Repeat the entries that follow, exactly as they are written.

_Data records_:
-- -- --

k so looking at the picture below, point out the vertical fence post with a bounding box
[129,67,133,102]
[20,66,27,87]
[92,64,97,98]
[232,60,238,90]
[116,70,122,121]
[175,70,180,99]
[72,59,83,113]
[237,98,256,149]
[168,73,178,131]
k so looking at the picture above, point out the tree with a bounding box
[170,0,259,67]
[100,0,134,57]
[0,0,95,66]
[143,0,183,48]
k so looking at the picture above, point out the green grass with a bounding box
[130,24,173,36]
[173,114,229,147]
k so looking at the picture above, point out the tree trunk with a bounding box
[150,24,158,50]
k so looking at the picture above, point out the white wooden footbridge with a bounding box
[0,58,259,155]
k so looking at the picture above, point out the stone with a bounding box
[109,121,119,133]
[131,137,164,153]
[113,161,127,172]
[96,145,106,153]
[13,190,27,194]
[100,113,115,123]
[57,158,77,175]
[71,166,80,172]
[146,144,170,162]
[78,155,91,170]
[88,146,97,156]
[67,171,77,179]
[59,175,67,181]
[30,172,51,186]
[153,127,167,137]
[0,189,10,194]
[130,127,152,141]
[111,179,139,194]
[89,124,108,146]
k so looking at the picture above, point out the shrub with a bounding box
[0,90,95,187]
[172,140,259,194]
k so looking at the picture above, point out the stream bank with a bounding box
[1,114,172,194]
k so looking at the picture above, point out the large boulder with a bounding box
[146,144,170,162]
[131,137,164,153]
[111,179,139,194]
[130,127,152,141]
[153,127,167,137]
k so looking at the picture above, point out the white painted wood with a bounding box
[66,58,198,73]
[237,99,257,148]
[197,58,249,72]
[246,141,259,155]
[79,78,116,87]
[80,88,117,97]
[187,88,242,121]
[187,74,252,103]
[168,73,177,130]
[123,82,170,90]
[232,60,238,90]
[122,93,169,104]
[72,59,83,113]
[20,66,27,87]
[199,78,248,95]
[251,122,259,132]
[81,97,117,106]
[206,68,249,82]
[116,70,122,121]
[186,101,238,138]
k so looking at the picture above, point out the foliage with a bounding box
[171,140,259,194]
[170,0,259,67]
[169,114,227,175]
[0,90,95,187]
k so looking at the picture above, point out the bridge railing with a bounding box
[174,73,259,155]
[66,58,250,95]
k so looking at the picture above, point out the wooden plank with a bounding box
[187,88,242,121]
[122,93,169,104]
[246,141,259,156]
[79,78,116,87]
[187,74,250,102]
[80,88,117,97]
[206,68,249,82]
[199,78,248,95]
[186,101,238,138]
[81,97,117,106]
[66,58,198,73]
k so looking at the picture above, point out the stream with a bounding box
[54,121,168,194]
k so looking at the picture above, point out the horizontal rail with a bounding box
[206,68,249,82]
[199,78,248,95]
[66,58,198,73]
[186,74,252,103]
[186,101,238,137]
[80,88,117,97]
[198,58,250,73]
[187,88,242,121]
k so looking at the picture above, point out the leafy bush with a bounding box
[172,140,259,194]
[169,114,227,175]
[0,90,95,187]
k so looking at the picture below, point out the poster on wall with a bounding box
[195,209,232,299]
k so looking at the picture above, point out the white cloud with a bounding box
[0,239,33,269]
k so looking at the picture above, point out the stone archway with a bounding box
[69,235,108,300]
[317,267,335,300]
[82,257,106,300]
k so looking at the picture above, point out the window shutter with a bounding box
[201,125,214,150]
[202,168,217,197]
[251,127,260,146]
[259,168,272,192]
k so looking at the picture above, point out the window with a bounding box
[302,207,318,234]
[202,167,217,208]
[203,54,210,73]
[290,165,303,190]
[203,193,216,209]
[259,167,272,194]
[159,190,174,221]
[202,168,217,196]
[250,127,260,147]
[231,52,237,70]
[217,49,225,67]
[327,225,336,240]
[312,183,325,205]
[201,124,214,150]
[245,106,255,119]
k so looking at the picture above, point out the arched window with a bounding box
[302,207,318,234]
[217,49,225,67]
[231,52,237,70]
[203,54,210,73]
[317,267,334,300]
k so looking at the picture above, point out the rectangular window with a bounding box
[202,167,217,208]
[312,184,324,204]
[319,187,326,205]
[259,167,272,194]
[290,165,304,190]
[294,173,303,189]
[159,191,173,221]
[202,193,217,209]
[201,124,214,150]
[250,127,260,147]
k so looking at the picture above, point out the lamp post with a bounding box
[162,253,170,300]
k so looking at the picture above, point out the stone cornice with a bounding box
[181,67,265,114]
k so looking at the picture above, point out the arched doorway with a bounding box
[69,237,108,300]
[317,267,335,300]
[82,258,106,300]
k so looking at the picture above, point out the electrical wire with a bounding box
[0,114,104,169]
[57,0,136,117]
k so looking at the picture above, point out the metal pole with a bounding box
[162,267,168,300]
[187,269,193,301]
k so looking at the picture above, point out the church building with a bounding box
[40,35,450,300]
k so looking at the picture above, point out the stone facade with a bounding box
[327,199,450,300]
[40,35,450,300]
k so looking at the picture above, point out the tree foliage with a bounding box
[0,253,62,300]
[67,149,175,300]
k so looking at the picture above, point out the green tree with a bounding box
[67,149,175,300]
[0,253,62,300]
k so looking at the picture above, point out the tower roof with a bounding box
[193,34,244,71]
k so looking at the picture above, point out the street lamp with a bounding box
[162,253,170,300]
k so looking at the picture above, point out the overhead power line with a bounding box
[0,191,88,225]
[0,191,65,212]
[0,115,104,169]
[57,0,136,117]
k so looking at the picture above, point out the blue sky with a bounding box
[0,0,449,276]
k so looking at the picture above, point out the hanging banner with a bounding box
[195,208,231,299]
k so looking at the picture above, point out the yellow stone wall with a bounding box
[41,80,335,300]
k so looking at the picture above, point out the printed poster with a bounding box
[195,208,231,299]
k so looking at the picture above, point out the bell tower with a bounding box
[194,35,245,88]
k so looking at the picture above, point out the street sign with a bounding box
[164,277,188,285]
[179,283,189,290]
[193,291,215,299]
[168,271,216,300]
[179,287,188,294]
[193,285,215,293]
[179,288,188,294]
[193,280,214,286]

-- -- --

_Answer space_:
k so looking at the picture below, point out the vertical fence post with a bounding box
[129,67,133,102]
[20,66,27,87]
[92,64,97,98]
[232,60,238,90]
[116,70,122,121]
[175,70,180,99]
[72,59,83,113]
[237,98,256,149]
[168,73,178,131]
k so looking at the picture above, point out the tree with a bounding box
[170,0,259,67]
[100,0,134,57]
[0,0,95,66]
[143,0,183,48]
k so looking at the picture above, point out the green grass with a bounding box
[130,24,173,36]
[173,114,229,147]
k so looking at the picture above, point out the tree trunk with a bounding box
[150,24,158,50]
k so looking at the picture above, point out the white wooden footbridge with a bounding box
[0,58,259,155]
k so looking at the picture above, point out the stone with a bounding box
[109,121,119,133]
[131,137,164,153]
[113,161,127,172]
[96,145,106,153]
[13,190,27,194]
[100,113,115,123]
[57,158,77,175]
[71,166,80,172]
[146,144,170,162]
[78,155,91,170]
[88,146,97,156]
[67,171,77,179]
[59,175,67,181]
[30,172,51,186]
[153,127,167,137]
[0,189,10,194]
[130,127,152,141]
[111,179,139,194]
[89,124,108,146]
k so looking at the picture above, point out the shrub with a bounding box
[0,90,95,187]
[172,140,259,194]
k so looking at the picture above, point out the stream bank with a bounding box
[1,114,172,194]
k so looking at the picture above, point out the large boulder with a bounding box
[146,144,170,162]
[131,137,164,153]
[111,179,139,194]
[130,127,152,141]
[153,127,167,137]
k so looking at the picture above, point out the white painted wood with a bounding box
[66,58,198,73]
[237,99,257,148]
[197,58,249,72]
[246,141,259,155]
[79,78,116,87]
[80,88,117,97]
[187,88,242,121]
[187,74,252,103]
[168,73,177,130]
[123,82,170,90]
[232,60,238,90]
[122,93,169,104]
[72,59,83,113]
[20,66,27,87]
[199,78,248,95]
[251,122,259,132]
[81,97,117,106]
[206,68,249,82]
[116,70,122,121]
[186,101,238,138]
k so looking at the picture above, point out the foliage with a bounding box
[171,140,259,194]
[170,0,259,67]
[169,114,227,175]
[0,90,95,187]
k so looking at the picture above, point out the bridge railing with a bounding box
[174,73,259,155]
[66,58,250,95]
k so looking at the picture above, point out the wooden plank with a bounding box
[187,88,242,121]
[122,93,169,104]
[246,141,259,156]
[79,78,116,87]
[187,74,250,102]
[80,88,117,97]
[206,68,249,82]
[199,78,248,95]
[186,101,238,138]
[81,97,117,106]
[66,58,198,73]
k so looking at the picture above, point out the stream with a bounding box
[54,121,168,194]
k so looking at the picture above, point out the horizontal rail with a bounding box
[206,68,249,82]
[199,78,248,95]
[66,58,198,73]
[186,74,252,103]
[186,101,238,137]
[80,88,117,97]
[198,58,250,73]
[187,88,242,121]
k so looking at the picture above, point out the leafy bush with a bounding box
[172,140,259,194]
[169,114,227,175]
[0,90,95,187]
k so looking at the picture below, point out the poster on wall with a bounding box
[195,209,232,299]
k so looking at the picture above, point out the white cloud with a bounding box
[0,239,33,269]
k so looking at the picture above, point out the stone archway with a bounding box
[69,235,108,300]
[317,267,335,300]
[82,257,106,300]
k so looking at the picture above, point out the window shutter with a bounding box
[201,125,214,150]
[202,168,217,197]
[251,127,260,146]
[259,168,272,192]
k so looking at the picture above, point out the window with a bounding box
[302,207,318,234]
[202,167,217,208]
[203,54,210,73]
[290,165,303,190]
[203,193,216,209]
[259,167,272,194]
[159,190,174,221]
[202,168,217,196]
[250,127,260,147]
[231,52,237,70]
[217,49,225,67]
[327,225,336,240]
[312,183,325,205]
[201,124,214,150]
[245,106,255,119]
k so looking at the picture above, point out the arched window with a bounding box
[302,207,318,234]
[217,49,225,67]
[231,52,237,70]
[203,54,210,73]
[317,267,334,300]
k so looking at the picture above, point out the rectangular window with a bounding box
[202,167,217,208]
[312,184,324,204]
[319,187,326,205]
[259,167,272,194]
[290,165,304,190]
[294,173,303,189]
[159,191,173,221]
[202,193,217,209]
[201,124,214,150]
[250,127,260,147]
k so looking at the picture above, point out the lamp post with a bounding box
[162,253,170,300]
k so looking at the picture above, point out the stone cornice with a bounding box
[181,67,265,114]
k so looking at the picture above, point out the arched doorway with a bounding box
[69,237,108,300]
[317,267,335,300]
[82,258,106,300]
k so looking at the picture above, point out the electrical wire with a bounding box
[0,114,104,169]
[57,0,136,117]
k so looking at the picture above, point out the metal pole with a bounding box
[162,267,168,300]
[187,269,193,301]
k so looking at the picture above, point out the church building with a bounding box
[40,35,450,300]
k so looking at the picture above, point out the stone facade with a bounding box
[327,199,450,300]
[40,35,450,300]
k so looking at the picture above, point out the tree foliage with a bounding box
[0,253,62,300]
[67,149,175,300]
k so looking at the picture above, point out the green tree with a bounding box
[67,149,175,300]
[0,253,62,300]
k so looking at the picture above, point out the tower roof with a bounding box
[193,34,244,71]
k so looking at the picture above, point out the street lamp with a bounding box
[162,253,170,300]
k so looking at the picture above, point out the overhead power line with a bounding box
[0,191,88,225]
[0,191,65,212]
[0,115,104,169]
[57,0,136,117]
k so looking at the picture above, point out the blue sky with a bounding box
[0,0,449,276]
k so looking at the picture above, point out the hanging banner with a bounding box
[195,208,231,299]
k so looking at the picture above, point out the yellow stone wall with a bounding box
[41,80,335,300]
k so looking at the picture above, point out the printed poster with a bounding box
[195,208,231,299]
k so looking at the picture above, point out the bell tower with a bounding box
[194,35,245,88]
k so looking at the picture above, point out the street sign with a bounding box
[164,277,188,285]
[179,283,189,290]
[193,291,215,299]
[168,271,216,300]
[179,287,188,294]
[193,285,215,293]
[179,288,188,294]
[193,280,214,286]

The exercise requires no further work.